-- Activity list --
1) Give the review of Life is a Dream again from "At the centre" up to and including "fortunately doesn’t re-emerge.", substituting "heir" for "prince".
2) Resume the review of Life is a Dream, starting right after its final sentence.

-- Reading passage --

------------------------------------------------------------------------

In an evening filled with spectacle and wonder, Pedro Calderón de la Barca’s Life is a Dream (La vida es sueño) – a story of fate, free will, and the fragility of reality – is stunningly brought to life on the Lyceum’s stage.
A story of fate, free will, and the fragility of reality, Life is a Dream follows Segismundo, a prince who has spent his life imprisoned due to a prophecy foreseeing him as a tyrannous ruler. When it comes time for his mother, queen Basilio, to choose a successor, she decides to test fate by freeing her son to see how he behaves. However, if Segismundo’s prophesised destiny proves to be true, he will be imprisoned once again and told that his day of freedom was nothing but a dream. Meanwhile, a woman named Rosaura arrives in Poland seeking vengeance for herself and her unborn child.
Beautifully translated by Jo Clifford, this interpretation of Life is a Dream preserves Calderón’s poetic genius while updating the story for a modern audience. Clifford expertly balances the play’s comedic aspects with its protagonists’ existential crises, constantly playing with the audience’s emotions. Clifford and Calderón’s words are brought to life by a superb cast of performers, who transfix their audience from the outset.
At the centre of the action are two of Scotland’s most exciting emergent actors: Lorn Macdonald and Anna Russell-Martin. Macdonald shines as Segismundo, a prince who cannot tell the difference between what is a real and what is a dream. His delivery of Segismundo’s tortured monologues is mesmerising, and he equally excels during the play’s comedic moments. There are a few occasions where Macdonald fixates on the prince’s “wild” nature – heavily grunting and contorting his body like an ape – creating a uncomfortable dissonance between his feral behaviour and eloquent speech. Nevertheless, this garish nature of the prince is all but forgotten in his terrific closing monologue in Act II and fortunately doesn’t re-emerge.

------------------------------------------------------------------------

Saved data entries
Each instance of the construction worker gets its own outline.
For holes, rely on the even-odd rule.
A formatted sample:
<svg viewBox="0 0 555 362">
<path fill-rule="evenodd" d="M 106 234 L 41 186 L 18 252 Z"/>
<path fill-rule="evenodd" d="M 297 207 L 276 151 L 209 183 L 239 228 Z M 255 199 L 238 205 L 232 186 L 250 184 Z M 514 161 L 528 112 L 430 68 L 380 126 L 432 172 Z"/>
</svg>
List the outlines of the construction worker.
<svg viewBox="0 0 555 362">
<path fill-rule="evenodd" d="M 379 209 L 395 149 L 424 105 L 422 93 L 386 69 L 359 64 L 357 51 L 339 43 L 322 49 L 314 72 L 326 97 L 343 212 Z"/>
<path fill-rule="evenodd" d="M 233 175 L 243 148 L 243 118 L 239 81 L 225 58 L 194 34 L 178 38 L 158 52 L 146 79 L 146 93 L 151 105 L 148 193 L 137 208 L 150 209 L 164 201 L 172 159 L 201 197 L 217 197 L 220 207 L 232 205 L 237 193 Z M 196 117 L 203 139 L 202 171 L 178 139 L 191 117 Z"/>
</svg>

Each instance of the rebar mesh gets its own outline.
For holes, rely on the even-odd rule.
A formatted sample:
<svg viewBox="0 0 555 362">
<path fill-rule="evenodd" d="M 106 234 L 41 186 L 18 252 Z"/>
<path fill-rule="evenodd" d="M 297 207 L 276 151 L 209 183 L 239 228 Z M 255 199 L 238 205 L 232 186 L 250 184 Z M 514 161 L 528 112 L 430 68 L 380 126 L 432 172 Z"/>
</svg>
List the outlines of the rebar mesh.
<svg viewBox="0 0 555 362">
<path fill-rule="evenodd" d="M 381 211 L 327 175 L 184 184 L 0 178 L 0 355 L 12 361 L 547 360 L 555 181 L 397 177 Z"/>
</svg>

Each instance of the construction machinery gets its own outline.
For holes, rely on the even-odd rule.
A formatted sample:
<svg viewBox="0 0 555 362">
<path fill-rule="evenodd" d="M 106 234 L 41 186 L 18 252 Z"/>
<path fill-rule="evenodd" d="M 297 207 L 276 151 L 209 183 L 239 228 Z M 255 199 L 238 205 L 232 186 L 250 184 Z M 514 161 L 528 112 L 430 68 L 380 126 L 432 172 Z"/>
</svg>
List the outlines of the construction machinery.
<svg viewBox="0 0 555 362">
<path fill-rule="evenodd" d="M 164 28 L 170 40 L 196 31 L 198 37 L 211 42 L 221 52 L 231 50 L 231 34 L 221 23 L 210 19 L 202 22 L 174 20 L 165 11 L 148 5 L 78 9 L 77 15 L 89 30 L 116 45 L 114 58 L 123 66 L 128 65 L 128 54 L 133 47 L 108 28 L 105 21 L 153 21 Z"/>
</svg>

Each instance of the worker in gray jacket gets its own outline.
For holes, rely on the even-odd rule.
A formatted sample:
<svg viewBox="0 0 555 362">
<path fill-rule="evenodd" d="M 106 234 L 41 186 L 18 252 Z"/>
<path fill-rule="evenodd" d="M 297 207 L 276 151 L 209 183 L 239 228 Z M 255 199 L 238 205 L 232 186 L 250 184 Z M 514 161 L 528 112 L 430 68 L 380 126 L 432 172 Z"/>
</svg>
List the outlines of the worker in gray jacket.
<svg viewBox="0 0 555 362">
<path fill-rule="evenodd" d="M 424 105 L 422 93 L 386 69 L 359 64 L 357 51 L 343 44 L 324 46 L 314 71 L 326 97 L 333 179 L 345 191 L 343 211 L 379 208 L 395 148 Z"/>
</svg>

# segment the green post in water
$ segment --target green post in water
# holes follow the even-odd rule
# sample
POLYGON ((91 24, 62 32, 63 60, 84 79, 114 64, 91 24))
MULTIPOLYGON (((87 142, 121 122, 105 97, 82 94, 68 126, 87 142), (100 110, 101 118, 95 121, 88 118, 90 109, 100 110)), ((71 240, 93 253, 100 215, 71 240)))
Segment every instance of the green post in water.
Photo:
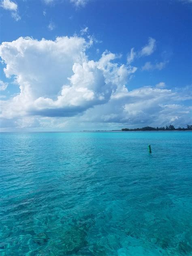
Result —
POLYGON ((151 145, 148 145, 148 149, 149 149, 149 153, 151 153, 151 145))

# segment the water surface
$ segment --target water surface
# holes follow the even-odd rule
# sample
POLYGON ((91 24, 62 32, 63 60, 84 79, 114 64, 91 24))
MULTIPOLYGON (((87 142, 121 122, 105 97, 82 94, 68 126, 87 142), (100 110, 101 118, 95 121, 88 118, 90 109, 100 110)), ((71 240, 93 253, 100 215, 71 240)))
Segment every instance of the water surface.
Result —
POLYGON ((191 256, 192 135, 1 133, 0 254, 191 256))

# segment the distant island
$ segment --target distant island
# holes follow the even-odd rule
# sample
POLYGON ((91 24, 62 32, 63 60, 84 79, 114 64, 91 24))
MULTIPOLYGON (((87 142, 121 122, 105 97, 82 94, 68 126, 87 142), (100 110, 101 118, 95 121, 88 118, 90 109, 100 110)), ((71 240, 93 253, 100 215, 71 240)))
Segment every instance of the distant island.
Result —
POLYGON ((166 126, 165 127, 164 126, 161 126, 160 127, 151 127, 151 126, 145 126, 142 128, 134 128, 133 129, 129 129, 128 128, 123 128, 122 131, 126 132, 131 132, 132 131, 187 131, 192 130, 192 125, 188 124, 187 127, 184 128, 183 127, 178 127, 175 128, 173 125, 170 124, 169 126, 166 126))

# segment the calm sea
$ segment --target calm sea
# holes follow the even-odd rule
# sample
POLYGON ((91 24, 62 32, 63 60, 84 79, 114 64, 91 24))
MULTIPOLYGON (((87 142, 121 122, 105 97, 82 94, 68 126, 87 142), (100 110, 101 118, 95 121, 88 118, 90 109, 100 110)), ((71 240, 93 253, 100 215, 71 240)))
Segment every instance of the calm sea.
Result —
POLYGON ((192 137, 1 133, 0 255, 191 256, 192 137))

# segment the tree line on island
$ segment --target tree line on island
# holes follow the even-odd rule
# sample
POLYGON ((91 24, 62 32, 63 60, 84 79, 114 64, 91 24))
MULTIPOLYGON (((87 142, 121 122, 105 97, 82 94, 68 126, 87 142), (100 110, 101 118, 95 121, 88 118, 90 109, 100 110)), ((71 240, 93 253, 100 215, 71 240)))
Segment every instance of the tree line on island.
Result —
POLYGON ((123 131, 187 131, 192 130, 192 125, 188 124, 187 127, 184 128, 183 127, 178 127, 175 128, 173 125, 170 124, 169 126, 161 126, 160 127, 151 127, 151 126, 145 126, 142 128, 134 128, 133 129, 129 129, 128 128, 123 128, 122 129, 123 131))

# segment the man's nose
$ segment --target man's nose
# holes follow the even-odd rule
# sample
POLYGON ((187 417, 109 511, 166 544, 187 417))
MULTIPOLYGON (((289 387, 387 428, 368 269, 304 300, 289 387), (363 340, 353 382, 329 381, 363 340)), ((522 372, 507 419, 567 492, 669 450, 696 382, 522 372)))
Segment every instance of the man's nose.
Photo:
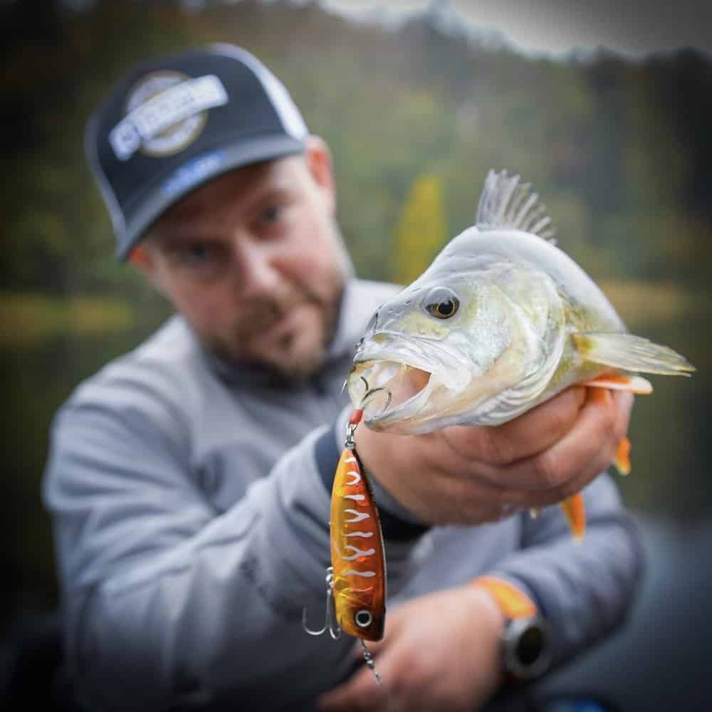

------------------------------------------------------------------------

-- Responses for each task --
1)
At the centre of the action are two of Scotland’s most exciting emergent actors: Lorn Macdonald and Anna Russell-Martin. Macdonald shines as Segismundo, a heir who cannot tell the difference between what is a real and what is a dream. His delivery of Segismundo’s tortured monologues is mesmerising, and he equally excels during the play’s comedic moments. There are a few occasions where Macdonald fixates on the heir’s “wild” nature – heavily grunting and contorting his body like an ape – creating a uncomfortable dissonance between his feral behaviour and eloquent speech. Nevertheless, this garish nature of the heir is all but forgotten in his terrific closing monologue in Act II and fortunately doesn’t re-emerge.

2)
As Rosaura, Russell-Martin perfectly encapsulates the fury and vulnerability of a dishonoured woman. Her impassioned plea to Segismundo to help restore her honour is extraordinary, unpicking the gender binary that Calderón recognised in his own contemporary society. It truly is a marvel to see these two powerhouses together on stage.
Equally impressive are the supporting cast, who all have their moment in the spotlight – particularly Laura Lovemore as the mischievous chancer Clorin. The decision to make Basilio a woman (played here by Alison Peebles) also adds a new vulnerability to Calderón’s original character, presenting a mother torn by her decisions.
Without an interval, the 145-minute running time will leave some feeling restless. Although the absence of a break may be a Covid precaution, Segismundo’s gut-wrenching speech at the end of Act II would be far more impactful if audiences were left reeling in his torment. Similarly, Clorin’s comment about still being imprisoned come Act III doesn’t fully hit the mark (by this point, her captivity has only lasted a minute or so).
This decision is not enough to detract from what is otherwise a spectacular production that revels in its theatricality. Everything is exaggerated: the costumes, makeup, and set pieces are bold and brilliant. The repeated breaking of the fourth wall is delightful. As for the music, Nerea Bello‘s stunning vocals and Spanish laments haunt Segismundo and the audience, creating an unforgettable atmosphere.
Beguiling from start to finish, this is a dream of a production that you will want to return to again and again – awake or asleep.